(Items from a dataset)

=== Section Start ===

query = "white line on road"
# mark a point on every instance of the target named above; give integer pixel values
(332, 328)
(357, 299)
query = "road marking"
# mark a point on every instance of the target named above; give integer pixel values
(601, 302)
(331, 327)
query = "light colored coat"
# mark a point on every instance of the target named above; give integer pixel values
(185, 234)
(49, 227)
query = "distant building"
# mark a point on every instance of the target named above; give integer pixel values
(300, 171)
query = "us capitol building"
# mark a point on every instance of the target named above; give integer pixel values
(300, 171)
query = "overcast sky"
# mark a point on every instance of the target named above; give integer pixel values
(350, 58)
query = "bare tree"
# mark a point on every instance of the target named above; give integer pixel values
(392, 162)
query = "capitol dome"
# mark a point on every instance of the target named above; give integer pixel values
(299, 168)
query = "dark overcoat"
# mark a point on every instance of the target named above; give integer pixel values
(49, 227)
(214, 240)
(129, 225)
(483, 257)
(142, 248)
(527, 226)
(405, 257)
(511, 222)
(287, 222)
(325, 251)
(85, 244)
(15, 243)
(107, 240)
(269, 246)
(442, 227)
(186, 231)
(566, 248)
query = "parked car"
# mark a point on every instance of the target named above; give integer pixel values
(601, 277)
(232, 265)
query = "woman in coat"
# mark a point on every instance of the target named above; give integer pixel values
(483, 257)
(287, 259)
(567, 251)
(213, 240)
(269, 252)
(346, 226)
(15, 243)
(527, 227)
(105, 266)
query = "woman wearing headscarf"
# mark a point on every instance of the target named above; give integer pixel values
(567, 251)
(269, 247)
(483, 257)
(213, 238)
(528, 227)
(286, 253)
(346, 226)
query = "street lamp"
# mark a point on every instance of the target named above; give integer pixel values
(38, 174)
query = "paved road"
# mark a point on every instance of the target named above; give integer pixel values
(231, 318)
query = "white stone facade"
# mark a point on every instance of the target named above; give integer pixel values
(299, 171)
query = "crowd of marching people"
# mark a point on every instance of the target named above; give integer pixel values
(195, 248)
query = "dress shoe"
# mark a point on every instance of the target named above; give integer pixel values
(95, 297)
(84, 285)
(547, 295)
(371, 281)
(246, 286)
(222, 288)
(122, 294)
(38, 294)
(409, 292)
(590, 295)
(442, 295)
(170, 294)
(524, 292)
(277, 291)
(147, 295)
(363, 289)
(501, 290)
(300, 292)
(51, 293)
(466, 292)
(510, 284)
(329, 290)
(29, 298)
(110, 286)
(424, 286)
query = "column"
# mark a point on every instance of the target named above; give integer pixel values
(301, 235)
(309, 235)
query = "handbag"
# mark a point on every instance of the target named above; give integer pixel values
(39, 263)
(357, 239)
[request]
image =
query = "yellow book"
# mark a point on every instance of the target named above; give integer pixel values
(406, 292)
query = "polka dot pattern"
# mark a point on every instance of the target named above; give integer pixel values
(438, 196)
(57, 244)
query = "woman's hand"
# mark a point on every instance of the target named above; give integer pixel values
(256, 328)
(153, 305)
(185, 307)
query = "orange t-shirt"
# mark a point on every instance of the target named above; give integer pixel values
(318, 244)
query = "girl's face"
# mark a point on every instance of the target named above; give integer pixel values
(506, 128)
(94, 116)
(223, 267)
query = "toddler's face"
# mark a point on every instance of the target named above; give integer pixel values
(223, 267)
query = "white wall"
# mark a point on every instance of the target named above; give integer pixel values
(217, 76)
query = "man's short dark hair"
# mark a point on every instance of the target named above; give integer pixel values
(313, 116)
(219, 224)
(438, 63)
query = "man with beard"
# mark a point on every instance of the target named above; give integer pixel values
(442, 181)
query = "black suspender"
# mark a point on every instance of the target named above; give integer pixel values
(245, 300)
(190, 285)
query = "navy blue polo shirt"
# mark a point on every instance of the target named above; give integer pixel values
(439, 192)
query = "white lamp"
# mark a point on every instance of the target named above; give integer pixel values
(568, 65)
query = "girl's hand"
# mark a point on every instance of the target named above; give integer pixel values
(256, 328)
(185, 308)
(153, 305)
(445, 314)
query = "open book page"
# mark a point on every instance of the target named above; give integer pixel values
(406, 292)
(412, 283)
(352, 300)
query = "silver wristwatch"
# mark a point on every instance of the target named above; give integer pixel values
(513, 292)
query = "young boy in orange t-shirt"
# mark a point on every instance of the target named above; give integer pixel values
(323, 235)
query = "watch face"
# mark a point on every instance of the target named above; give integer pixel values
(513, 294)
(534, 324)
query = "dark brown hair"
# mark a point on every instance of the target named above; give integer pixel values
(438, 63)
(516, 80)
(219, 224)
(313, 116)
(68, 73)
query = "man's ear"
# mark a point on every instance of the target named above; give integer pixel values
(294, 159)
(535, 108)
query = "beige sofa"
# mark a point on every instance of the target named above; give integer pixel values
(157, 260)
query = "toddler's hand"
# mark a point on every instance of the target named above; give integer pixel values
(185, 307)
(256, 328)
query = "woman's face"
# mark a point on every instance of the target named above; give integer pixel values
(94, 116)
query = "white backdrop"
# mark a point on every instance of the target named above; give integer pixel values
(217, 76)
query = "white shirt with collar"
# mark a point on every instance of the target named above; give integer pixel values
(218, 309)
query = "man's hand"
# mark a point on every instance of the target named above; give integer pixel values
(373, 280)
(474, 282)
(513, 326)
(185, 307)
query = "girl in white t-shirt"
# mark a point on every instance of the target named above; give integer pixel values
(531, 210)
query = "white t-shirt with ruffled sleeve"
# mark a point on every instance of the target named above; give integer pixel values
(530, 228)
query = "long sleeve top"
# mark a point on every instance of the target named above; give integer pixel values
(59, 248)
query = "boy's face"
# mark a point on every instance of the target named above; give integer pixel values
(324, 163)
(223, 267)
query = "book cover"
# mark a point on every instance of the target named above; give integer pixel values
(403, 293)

=== Section End ===
=== Section Start ===

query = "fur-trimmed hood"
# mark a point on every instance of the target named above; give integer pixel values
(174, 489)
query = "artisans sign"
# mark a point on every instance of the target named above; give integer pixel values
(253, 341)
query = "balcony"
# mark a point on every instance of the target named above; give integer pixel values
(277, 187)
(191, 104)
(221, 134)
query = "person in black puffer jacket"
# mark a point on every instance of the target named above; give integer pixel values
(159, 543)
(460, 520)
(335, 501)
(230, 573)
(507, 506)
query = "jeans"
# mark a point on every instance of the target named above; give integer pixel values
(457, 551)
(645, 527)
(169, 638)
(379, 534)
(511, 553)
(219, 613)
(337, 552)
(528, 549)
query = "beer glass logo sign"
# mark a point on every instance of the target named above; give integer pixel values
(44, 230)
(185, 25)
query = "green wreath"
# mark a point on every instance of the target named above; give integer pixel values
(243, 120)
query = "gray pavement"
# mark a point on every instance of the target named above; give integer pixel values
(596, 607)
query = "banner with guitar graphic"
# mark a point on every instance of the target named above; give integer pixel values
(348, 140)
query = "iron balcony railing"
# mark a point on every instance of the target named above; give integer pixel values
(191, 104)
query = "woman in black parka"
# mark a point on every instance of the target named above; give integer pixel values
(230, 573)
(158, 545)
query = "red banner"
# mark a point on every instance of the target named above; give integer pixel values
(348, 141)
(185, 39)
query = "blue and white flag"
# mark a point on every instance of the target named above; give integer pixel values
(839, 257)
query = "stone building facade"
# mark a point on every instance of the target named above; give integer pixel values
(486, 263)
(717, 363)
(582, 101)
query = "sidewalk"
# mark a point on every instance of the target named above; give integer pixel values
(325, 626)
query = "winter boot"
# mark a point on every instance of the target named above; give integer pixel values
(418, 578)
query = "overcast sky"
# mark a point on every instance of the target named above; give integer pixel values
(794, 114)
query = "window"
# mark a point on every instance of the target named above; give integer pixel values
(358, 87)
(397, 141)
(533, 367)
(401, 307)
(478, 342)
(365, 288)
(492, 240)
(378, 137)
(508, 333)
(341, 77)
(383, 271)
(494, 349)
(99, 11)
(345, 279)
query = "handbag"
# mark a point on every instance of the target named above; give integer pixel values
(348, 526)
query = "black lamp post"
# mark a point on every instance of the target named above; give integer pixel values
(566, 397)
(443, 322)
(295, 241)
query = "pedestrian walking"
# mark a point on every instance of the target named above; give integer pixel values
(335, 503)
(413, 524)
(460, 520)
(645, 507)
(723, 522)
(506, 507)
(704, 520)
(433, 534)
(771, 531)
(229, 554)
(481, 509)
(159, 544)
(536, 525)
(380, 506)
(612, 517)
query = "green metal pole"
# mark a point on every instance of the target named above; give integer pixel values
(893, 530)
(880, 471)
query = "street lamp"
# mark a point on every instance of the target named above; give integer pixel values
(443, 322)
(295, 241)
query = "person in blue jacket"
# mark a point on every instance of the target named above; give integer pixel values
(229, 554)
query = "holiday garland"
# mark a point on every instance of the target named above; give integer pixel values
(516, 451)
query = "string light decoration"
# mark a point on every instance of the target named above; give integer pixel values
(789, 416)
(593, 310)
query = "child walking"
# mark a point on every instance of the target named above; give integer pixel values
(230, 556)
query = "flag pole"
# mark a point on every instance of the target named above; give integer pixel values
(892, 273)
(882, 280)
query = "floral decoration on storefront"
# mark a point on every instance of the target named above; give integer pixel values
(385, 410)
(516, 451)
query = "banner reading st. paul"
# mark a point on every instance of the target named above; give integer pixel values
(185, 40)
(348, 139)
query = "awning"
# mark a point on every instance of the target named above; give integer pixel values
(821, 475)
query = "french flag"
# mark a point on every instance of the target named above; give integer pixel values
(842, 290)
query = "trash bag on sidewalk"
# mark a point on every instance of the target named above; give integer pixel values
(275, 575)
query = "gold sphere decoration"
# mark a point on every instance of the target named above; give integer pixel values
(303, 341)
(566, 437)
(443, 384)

=== Section End ===

> _TASK DIRECTIONS_
Would you copy each line of the records that contains "road"?

> _ANSWER BOX_
query = "white line on road"
query = "road marking"
query = "paved road"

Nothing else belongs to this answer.